**INSTRUCTIONS TO FOLLOW**
Repeat each of the records below word for word, keeping every line unchanged.

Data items
--------------------------------------------------
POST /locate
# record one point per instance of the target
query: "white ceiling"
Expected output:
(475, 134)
--------------------------------------------------
**COMPLETED TASK**
POST /locate
# record one point per instance of the target
query: "white ceiling"
Expected output:
(475, 134)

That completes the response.